::: Dataset content :::

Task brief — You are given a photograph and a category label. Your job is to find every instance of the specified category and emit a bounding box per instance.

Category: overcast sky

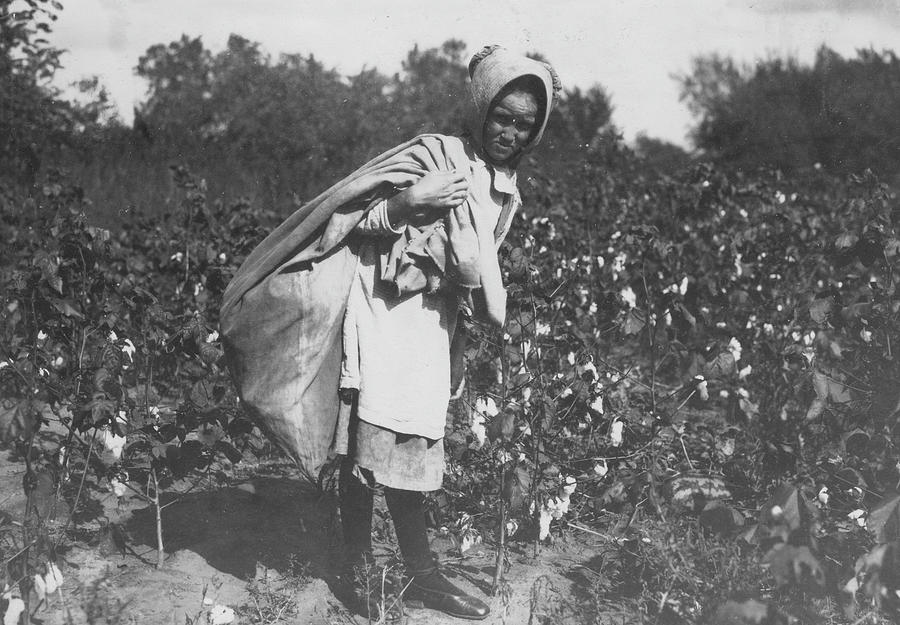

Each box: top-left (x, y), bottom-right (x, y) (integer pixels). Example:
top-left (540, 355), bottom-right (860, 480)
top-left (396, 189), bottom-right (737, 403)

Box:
top-left (52, 0), bottom-right (900, 145)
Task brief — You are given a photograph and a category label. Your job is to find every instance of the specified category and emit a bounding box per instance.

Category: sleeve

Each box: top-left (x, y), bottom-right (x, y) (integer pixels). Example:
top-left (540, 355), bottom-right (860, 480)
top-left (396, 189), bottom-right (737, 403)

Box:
top-left (354, 199), bottom-right (403, 236)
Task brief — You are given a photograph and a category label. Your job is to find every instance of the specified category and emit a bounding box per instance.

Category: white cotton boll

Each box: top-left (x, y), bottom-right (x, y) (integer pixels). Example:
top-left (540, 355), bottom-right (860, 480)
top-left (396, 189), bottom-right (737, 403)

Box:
top-left (697, 380), bottom-right (709, 401)
top-left (728, 337), bottom-right (743, 362)
top-left (470, 413), bottom-right (487, 449)
top-left (575, 360), bottom-right (598, 380)
top-left (3, 597), bottom-right (25, 625)
top-left (101, 428), bottom-right (126, 459)
top-left (34, 575), bottom-right (47, 602)
top-left (209, 605), bottom-right (235, 625)
top-left (109, 477), bottom-right (128, 497)
top-left (122, 339), bottom-right (137, 362)
top-left (44, 562), bottom-right (63, 595)
top-left (538, 506), bottom-right (553, 540)
top-left (609, 420), bottom-right (625, 447)
top-left (721, 438), bottom-right (734, 456)
top-left (475, 397), bottom-right (500, 417)
top-left (619, 286), bottom-right (637, 308)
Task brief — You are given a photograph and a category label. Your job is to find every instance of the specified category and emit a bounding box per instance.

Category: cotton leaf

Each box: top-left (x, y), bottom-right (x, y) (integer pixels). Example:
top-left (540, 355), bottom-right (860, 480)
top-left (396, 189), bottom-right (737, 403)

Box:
top-left (866, 496), bottom-right (900, 543)
top-left (809, 298), bottom-right (832, 323)
top-left (763, 543), bottom-right (825, 586)
top-left (760, 484), bottom-right (814, 530)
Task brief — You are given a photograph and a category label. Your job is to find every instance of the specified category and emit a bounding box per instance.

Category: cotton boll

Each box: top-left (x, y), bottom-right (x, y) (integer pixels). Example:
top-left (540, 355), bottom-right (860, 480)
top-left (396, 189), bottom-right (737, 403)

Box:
top-left (101, 428), bottom-right (126, 459)
top-left (471, 413), bottom-right (487, 449)
top-left (609, 421), bottom-right (625, 447)
top-left (44, 562), bottom-right (63, 595)
top-left (3, 597), bottom-right (25, 625)
top-left (475, 397), bottom-right (500, 417)
top-left (209, 605), bottom-right (235, 625)
top-left (34, 575), bottom-right (47, 602)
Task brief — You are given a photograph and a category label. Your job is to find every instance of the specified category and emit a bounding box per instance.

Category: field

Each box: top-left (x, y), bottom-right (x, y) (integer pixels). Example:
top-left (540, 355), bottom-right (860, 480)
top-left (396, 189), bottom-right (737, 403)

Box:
top-left (0, 150), bottom-right (900, 625)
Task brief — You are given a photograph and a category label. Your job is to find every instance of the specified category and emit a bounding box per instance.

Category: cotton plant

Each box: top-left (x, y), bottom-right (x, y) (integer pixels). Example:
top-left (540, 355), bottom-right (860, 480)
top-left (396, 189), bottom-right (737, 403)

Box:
top-left (538, 475), bottom-right (577, 540)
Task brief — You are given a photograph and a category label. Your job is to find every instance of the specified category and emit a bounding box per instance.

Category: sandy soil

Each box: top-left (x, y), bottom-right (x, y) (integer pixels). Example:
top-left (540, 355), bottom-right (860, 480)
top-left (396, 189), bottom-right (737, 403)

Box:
top-left (0, 452), bottom-right (605, 625)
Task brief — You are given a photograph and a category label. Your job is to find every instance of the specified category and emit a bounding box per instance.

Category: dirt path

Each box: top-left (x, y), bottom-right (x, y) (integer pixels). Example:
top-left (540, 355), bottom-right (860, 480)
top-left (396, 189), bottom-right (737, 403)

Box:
top-left (0, 450), bottom-right (602, 625)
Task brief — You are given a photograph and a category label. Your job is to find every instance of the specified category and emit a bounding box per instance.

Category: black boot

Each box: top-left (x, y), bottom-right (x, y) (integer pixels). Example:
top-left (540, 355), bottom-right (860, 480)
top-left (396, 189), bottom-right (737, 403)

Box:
top-left (384, 488), bottom-right (490, 620)
top-left (404, 570), bottom-right (491, 620)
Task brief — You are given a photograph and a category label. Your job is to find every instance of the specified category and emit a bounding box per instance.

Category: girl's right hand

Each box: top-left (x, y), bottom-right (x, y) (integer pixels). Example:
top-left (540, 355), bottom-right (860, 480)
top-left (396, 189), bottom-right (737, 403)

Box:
top-left (387, 170), bottom-right (469, 227)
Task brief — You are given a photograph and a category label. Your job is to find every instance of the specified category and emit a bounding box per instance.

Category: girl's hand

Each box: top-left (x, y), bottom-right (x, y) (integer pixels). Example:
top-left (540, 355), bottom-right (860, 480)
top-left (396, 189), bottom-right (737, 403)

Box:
top-left (387, 171), bottom-right (469, 227)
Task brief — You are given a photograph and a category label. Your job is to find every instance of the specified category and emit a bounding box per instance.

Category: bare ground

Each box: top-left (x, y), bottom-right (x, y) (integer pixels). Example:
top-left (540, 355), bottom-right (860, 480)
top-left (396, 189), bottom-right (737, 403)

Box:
top-left (0, 452), bottom-right (607, 625)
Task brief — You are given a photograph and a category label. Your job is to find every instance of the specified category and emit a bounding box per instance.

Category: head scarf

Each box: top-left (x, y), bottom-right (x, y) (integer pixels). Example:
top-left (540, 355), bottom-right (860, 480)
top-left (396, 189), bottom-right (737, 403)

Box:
top-left (465, 46), bottom-right (560, 166)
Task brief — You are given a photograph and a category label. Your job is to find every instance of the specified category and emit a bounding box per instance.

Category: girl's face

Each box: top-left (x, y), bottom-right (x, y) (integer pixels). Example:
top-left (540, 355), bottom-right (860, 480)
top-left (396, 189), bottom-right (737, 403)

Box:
top-left (483, 91), bottom-right (538, 165)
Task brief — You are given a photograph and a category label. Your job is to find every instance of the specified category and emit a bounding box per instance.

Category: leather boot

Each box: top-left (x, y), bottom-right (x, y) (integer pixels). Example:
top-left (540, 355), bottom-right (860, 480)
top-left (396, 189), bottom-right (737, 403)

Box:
top-left (404, 570), bottom-right (491, 621)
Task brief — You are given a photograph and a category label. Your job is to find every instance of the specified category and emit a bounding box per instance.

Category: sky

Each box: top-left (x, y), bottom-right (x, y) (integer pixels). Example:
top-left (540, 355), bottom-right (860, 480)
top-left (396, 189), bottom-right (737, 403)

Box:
top-left (50, 0), bottom-right (900, 147)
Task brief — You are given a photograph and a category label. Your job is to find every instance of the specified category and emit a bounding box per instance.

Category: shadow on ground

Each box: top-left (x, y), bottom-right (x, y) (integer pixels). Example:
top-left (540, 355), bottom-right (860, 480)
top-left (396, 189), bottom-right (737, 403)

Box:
top-left (125, 477), bottom-right (340, 580)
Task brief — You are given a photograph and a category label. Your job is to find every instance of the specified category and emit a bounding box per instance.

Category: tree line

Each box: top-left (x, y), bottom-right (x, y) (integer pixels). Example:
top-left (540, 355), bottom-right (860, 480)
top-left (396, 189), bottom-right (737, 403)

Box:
top-left (0, 0), bottom-right (900, 212)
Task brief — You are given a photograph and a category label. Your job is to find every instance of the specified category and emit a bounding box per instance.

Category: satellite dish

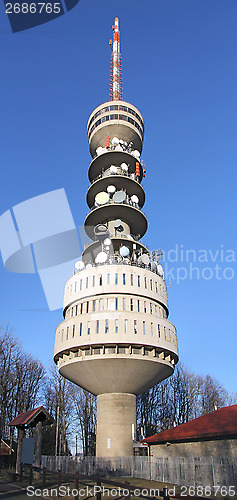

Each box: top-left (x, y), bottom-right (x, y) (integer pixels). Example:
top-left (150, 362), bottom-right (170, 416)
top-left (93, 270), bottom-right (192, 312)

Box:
top-left (157, 264), bottom-right (164, 277)
top-left (131, 194), bottom-right (139, 203)
top-left (113, 191), bottom-right (126, 203)
top-left (107, 184), bottom-right (116, 194)
top-left (111, 137), bottom-right (119, 146)
top-left (119, 246), bottom-right (130, 257)
top-left (150, 260), bottom-right (157, 272)
top-left (103, 238), bottom-right (112, 247)
top-left (95, 191), bottom-right (109, 205)
top-left (114, 219), bottom-right (122, 228)
top-left (141, 253), bottom-right (150, 266)
top-left (132, 149), bottom-right (141, 158)
top-left (75, 260), bottom-right (85, 271)
top-left (120, 163), bottom-right (128, 172)
top-left (95, 252), bottom-right (108, 264)
top-left (110, 165), bottom-right (118, 174)
top-left (94, 224), bottom-right (109, 240)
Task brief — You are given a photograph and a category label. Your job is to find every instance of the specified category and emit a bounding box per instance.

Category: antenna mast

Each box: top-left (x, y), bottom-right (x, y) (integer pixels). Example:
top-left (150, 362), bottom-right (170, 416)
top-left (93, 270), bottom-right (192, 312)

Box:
top-left (109, 17), bottom-right (123, 101)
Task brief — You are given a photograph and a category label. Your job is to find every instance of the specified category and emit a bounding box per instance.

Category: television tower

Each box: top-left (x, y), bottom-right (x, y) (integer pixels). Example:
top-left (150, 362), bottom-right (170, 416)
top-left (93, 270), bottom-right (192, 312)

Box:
top-left (54, 18), bottom-right (178, 457)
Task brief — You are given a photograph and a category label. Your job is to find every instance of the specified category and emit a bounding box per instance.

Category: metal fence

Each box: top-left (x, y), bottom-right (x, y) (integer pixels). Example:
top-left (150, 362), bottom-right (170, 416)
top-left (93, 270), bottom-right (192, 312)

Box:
top-left (42, 456), bottom-right (237, 490)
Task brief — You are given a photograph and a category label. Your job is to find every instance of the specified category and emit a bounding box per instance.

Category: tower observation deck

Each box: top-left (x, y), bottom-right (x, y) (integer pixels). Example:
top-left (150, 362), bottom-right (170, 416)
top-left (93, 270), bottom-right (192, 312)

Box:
top-left (54, 18), bottom-right (178, 457)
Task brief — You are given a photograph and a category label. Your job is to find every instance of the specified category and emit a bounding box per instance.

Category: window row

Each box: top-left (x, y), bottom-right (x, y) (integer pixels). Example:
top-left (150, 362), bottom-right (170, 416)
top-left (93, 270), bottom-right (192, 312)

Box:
top-left (87, 104), bottom-right (144, 130)
top-left (58, 319), bottom-right (176, 343)
top-left (65, 297), bottom-right (167, 319)
top-left (67, 273), bottom-right (166, 295)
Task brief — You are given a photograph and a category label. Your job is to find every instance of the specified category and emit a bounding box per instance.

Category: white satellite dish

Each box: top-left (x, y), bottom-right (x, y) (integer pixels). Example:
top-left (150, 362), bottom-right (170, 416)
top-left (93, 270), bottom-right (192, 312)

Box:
top-left (96, 146), bottom-right (103, 155)
top-left (103, 238), bottom-right (112, 247)
top-left (131, 194), bottom-right (139, 203)
top-left (107, 184), bottom-right (116, 194)
top-left (157, 264), bottom-right (164, 276)
top-left (120, 163), bottom-right (128, 172)
top-left (110, 165), bottom-right (118, 174)
top-left (95, 252), bottom-right (108, 264)
top-left (95, 191), bottom-right (109, 205)
top-left (75, 260), bottom-right (85, 271)
top-left (119, 246), bottom-right (130, 257)
top-left (113, 191), bottom-right (126, 203)
top-left (111, 137), bottom-right (119, 146)
top-left (114, 219), bottom-right (122, 228)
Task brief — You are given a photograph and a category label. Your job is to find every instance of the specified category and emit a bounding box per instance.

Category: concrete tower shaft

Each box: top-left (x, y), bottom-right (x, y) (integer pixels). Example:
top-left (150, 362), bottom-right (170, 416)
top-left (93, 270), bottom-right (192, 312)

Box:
top-left (54, 18), bottom-right (178, 457)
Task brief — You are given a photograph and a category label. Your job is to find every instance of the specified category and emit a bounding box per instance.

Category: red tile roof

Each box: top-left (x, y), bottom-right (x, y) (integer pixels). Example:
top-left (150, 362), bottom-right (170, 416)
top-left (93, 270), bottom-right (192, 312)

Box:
top-left (142, 405), bottom-right (237, 444)
top-left (8, 406), bottom-right (54, 426)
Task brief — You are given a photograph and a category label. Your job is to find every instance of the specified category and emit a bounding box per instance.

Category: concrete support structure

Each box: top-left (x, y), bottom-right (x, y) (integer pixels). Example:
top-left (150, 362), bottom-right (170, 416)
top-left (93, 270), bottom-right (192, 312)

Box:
top-left (96, 393), bottom-right (136, 457)
top-left (54, 18), bottom-right (178, 457)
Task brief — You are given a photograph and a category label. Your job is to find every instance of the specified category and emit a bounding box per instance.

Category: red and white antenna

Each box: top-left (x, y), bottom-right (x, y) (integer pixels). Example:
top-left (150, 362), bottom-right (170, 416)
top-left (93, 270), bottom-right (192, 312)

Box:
top-left (109, 17), bottom-right (123, 101)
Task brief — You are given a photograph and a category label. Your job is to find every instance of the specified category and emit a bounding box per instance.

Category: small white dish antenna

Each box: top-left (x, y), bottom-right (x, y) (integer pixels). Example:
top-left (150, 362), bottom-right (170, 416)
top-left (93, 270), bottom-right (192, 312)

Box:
top-left (75, 260), bottom-right (85, 271)
top-left (110, 165), bottom-right (118, 174)
top-left (95, 191), bottom-right (109, 205)
top-left (103, 238), bottom-right (112, 247)
top-left (119, 246), bottom-right (130, 257)
top-left (111, 137), bottom-right (119, 146)
top-left (107, 184), bottom-right (116, 194)
top-left (113, 191), bottom-right (126, 203)
top-left (121, 163), bottom-right (128, 172)
top-left (95, 252), bottom-right (108, 264)
top-left (131, 194), bottom-right (139, 203)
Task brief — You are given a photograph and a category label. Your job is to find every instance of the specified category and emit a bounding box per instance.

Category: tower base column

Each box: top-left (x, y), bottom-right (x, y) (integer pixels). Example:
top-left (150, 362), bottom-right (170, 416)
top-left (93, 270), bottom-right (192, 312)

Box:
top-left (96, 393), bottom-right (136, 457)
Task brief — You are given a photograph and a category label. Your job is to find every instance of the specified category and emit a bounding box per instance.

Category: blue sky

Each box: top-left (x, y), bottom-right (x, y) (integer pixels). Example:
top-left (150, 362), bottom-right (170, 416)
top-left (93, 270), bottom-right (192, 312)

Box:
top-left (0, 0), bottom-right (237, 391)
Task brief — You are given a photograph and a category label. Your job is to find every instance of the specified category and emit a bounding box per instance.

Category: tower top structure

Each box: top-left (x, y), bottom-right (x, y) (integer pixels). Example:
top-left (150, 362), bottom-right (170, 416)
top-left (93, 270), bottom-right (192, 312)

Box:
top-left (109, 17), bottom-right (123, 101)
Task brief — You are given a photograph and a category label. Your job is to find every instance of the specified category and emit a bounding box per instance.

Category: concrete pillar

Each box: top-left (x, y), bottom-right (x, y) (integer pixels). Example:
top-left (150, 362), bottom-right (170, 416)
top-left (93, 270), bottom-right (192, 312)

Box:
top-left (16, 427), bottom-right (25, 474)
top-left (96, 393), bottom-right (136, 457)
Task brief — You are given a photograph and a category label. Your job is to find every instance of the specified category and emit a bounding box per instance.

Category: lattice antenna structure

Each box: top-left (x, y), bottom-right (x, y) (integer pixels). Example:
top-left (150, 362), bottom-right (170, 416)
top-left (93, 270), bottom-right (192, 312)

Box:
top-left (109, 17), bottom-right (123, 101)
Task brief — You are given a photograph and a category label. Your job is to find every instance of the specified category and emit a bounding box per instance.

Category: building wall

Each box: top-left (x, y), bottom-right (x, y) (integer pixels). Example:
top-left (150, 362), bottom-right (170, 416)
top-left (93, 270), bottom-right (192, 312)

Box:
top-left (151, 438), bottom-right (237, 458)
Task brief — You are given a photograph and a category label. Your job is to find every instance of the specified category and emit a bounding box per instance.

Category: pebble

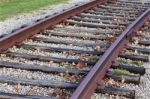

:::

What needs to be done → List every line of the data above that contains the string "hand". Letter case counts.

Solution to the exercise →
Category: girl's right hand
Category: girl's hand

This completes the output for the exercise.